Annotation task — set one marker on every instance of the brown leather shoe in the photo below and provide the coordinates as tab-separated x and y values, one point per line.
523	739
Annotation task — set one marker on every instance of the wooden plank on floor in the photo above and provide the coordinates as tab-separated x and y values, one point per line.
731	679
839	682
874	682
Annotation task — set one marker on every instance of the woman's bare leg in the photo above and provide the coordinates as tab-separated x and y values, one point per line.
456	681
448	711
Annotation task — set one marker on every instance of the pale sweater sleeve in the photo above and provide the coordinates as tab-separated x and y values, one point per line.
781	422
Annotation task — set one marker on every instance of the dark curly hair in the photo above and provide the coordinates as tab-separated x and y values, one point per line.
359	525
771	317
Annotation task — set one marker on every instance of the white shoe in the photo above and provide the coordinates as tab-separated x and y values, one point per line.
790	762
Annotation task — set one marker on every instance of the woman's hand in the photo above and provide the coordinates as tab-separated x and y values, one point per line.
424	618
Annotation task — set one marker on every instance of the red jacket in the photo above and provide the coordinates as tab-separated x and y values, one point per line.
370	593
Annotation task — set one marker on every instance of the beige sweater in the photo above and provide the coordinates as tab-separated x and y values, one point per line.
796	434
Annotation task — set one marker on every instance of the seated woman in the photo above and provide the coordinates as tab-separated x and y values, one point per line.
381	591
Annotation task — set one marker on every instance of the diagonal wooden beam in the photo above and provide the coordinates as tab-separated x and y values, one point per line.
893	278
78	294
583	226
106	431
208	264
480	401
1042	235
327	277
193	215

==============================

Rewrite the records from the line with "the woman's hand" through the end of the records, putting "dot" in place of "marker" and leaving everything else as it is.

Annotation task — set one dot on every instance of the woman's hand in the photo above and provide the coordinates as tab-separated x and y values, one point per line.
424	618
Annotation task — set one dot on every instance of the red jacket in the photo above and provide the coordinates as tab-separated x and y values, one point per line.
370	593
Annotation task — set one dot on every instance of the beige sweater in the photo above and provide the coordinates as tab-separated x and y values, one point per line.
796	434
Annotation task — set one dot on every instance of the seated woman in the photo above and provide the coordinates as tab-separated x and y values, one point per line.
381	591
Annotation task — set one dot on every instance of the diagonal wooden beam in the photo above and provide the coordinates as tab-separated x and y values, one point per line.
893	278
78	294
583	226
106	431
208	264
480	401
1042	235
327	277
193	215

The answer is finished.